::: Data listing :::

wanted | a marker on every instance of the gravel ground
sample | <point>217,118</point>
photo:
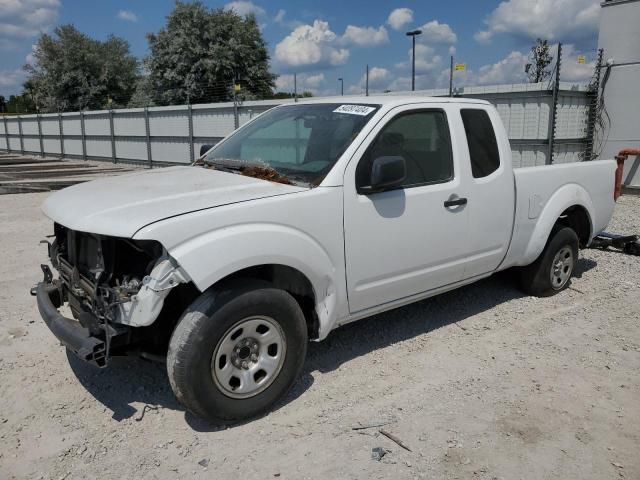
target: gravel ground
<point>478,383</point>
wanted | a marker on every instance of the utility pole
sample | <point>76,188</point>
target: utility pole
<point>366,87</point>
<point>451,78</point>
<point>554,106</point>
<point>413,34</point>
<point>236,89</point>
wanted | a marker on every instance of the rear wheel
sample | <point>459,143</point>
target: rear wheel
<point>552,270</point>
<point>235,353</point>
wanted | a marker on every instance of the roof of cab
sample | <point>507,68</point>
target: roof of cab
<point>391,100</point>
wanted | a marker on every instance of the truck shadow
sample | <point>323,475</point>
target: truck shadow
<point>130,381</point>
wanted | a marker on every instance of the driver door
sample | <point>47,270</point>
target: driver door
<point>403,242</point>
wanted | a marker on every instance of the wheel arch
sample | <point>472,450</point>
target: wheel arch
<point>570,205</point>
<point>284,277</point>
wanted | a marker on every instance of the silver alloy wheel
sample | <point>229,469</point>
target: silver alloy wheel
<point>248,357</point>
<point>561,267</point>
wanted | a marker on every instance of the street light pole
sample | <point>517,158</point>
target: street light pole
<point>413,34</point>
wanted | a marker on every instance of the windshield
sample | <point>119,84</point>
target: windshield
<point>298,143</point>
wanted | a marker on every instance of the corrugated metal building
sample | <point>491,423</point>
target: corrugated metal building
<point>620,40</point>
<point>164,135</point>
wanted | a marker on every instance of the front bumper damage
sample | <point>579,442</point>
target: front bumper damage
<point>115,289</point>
<point>79,339</point>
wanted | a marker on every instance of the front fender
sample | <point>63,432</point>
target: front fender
<point>212,256</point>
<point>565,197</point>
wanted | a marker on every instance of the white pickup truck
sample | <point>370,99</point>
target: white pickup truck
<point>312,215</point>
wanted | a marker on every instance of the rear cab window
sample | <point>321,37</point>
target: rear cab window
<point>481,139</point>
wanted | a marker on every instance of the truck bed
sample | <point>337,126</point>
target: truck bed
<point>543,193</point>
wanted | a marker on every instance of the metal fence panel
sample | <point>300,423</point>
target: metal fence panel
<point>169,151</point>
<point>99,147</point>
<point>129,124</point>
<point>32,144</point>
<point>51,146</point>
<point>169,123</point>
<point>72,146</point>
<point>14,143</point>
<point>175,137</point>
<point>132,148</point>
<point>96,123</point>
<point>12,126</point>
<point>50,126</point>
<point>71,124</point>
<point>29,126</point>
<point>213,122</point>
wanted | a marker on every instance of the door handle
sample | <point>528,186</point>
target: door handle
<point>455,202</point>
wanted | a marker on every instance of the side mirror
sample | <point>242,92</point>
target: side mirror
<point>205,148</point>
<point>386,173</point>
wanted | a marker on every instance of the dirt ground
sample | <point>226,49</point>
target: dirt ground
<point>480,383</point>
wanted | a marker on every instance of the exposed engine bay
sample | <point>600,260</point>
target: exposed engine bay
<point>111,283</point>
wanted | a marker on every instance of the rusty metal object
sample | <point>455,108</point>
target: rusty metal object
<point>620,158</point>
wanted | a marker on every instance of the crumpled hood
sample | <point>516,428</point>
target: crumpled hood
<point>122,205</point>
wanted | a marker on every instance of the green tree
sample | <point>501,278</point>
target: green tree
<point>22,103</point>
<point>201,53</point>
<point>540,59</point>
<point>72,71</point>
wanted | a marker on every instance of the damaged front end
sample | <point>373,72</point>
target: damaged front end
<point>111,285</point>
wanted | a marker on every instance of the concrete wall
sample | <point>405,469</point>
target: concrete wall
<point>620,40</point>
<point>168,135</point>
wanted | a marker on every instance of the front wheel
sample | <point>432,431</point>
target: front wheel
<point>552,270</point>
<point>235,353</point>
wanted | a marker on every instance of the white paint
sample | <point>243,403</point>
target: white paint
<point>361,254</point>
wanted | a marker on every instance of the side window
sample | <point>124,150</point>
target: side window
<point>422,139</point>
<point>483,147</point>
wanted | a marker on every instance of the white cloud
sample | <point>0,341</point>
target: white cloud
<point>426,59</point>
<point>21,19</point>
<point>279,18</point>
<point>311,45</point>
<point>127,16</point>
<point>242,7</point>
<point>548,19</point>
<point>305,82</point>
<point>364,36</point>
<point>11,78</point>
<point>30,58</point>
<point>436,32</point>
<point>400,17</point>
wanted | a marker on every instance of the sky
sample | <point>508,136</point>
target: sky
<point>322,41</point>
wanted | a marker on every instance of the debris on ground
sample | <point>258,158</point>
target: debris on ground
<point>378,452</point>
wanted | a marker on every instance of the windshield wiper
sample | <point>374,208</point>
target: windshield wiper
<point>256,170</point>
<point>230,164</point>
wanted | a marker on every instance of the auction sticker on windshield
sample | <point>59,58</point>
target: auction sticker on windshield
<point>354,109</point>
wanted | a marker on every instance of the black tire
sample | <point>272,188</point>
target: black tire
<point>536,279</point>
<point>201,330</point>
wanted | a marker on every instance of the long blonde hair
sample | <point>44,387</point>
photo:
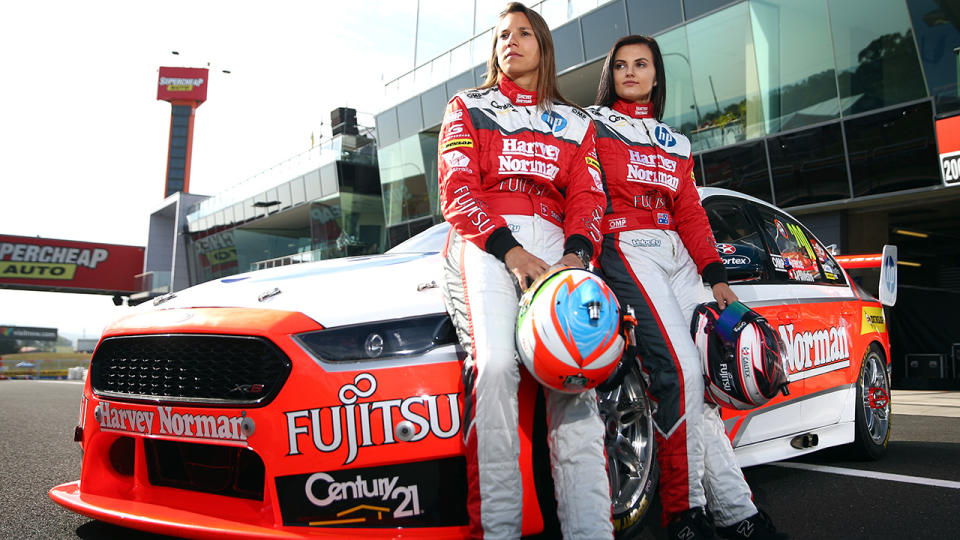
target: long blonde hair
<point>548,89</point>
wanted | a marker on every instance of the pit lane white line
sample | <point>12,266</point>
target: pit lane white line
<point>872,474</point>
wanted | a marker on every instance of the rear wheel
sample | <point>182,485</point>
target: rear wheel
<point>631,452</point>
<point>872,407</point>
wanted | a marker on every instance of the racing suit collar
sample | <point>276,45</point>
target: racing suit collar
<point>517,95</point>
<point>634,110</point>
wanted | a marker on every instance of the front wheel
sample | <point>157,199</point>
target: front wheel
<point>872,407</point>
<point>631,452</point>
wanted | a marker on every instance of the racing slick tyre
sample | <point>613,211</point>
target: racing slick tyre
<point>631,452</point>
<point>872,407</point>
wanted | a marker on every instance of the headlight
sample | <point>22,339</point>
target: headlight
<point>381,339</point>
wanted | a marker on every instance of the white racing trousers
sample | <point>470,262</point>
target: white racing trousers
<point>651,271</point>
<point>482,298</point>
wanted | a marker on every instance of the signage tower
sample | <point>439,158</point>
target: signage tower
<point>185,89</point>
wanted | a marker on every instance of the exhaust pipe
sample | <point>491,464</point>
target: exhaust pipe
<point>807,440</point>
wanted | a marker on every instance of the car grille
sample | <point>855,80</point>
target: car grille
<point>222,470</point>
<point>189,368</point>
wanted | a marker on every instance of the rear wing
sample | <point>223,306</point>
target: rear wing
<point>886,262</point>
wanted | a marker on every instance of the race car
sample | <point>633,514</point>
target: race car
<point>325,399</point>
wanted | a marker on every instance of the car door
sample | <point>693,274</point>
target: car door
<point>762,283</point>
<point>818,330</point>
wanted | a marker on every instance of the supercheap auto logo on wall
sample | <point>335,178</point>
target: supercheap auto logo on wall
<point>43,263</point>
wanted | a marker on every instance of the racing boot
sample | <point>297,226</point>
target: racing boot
<point>692,524</point>
<point>756,527</point>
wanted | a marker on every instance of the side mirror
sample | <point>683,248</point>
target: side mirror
<point>888,276</point>
<point>743,262</point>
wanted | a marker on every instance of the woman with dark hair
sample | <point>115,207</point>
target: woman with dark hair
<point>657,246</point>
<point>521,188</point>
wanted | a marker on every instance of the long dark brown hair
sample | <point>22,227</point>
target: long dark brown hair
<point>548,89</point>
<point>606,90</point>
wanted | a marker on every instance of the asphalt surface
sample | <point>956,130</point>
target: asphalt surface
<point>37,452</point>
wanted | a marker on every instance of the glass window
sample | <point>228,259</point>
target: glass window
<point>794,63</point>
<point>214,255</point>
<point>648,17</point>
<point>725,82</point>
<point>680,108</point>
<point>568,46</point>
<point>892,150</point>
<point>602,28</point>
<point>790,247</point>
<point>741,168</point>
<point>442,26</point>
<point>695,8</point>
<point>555,12</point>
<point>875,53</point>
<point>738,240</point>
<point>487,14</point>
<point>409,190</point>
<point>937,24</point>
<point>808,166</point>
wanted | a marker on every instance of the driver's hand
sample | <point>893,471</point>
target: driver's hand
<point>724,295</point>
<point>571,259</point>
<point>525,266</point>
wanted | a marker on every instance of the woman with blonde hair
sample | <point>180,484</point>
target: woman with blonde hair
<point>520,186</point>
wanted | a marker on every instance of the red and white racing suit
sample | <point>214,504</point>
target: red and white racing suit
<point>657,243</point>
<point>513,174</point>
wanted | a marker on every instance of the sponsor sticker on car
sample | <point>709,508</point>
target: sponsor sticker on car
<point>409,495</point>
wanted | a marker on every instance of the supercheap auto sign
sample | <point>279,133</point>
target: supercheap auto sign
<point>177,84</point>
<point>66,265</point>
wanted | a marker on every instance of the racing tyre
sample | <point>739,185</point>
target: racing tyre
<point>872,407</point>
<point>631,452</point>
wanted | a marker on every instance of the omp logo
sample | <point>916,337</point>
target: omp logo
<point>357,424</point>
<point>556,122</point>
<point>815,352</point>
<point>873,321</point>
<point>618,223</point>
<point>645,242</point>
<point>456,159</point>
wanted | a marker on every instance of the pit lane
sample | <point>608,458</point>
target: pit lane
<point>891,498</point>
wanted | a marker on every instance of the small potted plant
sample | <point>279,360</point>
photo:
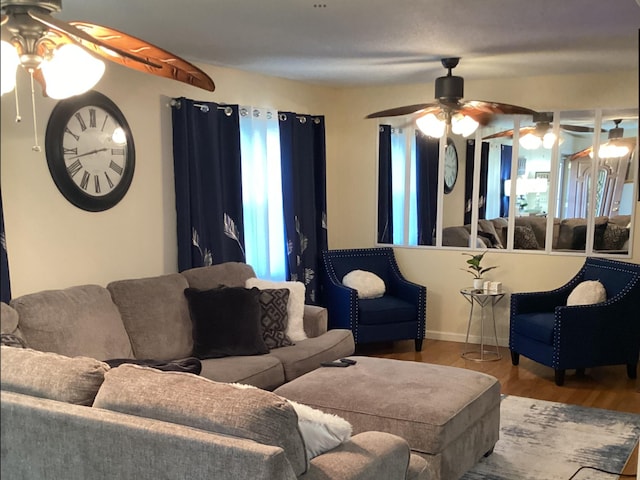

:::

### What is needed
In the entries above, the lines from the one bearing "target: driver's hand" up to and including the one bearing "sample | <point>739,185</point>" should be transcribed exactly; no other line is wanted.

### Your response
target: driver's hand
<point>724,295</point>
<point>571,259</point>
<point>525,266</point>
wanted | a marker on every instance of the woman with blonde hair
sample | <point>180,484</point>
target: woman with blonde hair
<point>520,186</point>
wanted | a marker on every instance of the red and white racing suit
sample | <point>214,504</point>
target: red and white racing suit
<point>657,243</point>
<point>513,174</point>
wanted | a marker on every instance of the sponsor sticker on car
sample | <point>709,508</point>
target: sponsor sticker on car
<point>409,495</point>
wanted | a marker on every instance of the supercheap auto sign
sample | <point>279,133</point>
target: supercheap auto sign
<point>177,84</point>
<point>66,265</point>
wanted | a marker on every instance of the racing tyre
sample | <point>739,185</point>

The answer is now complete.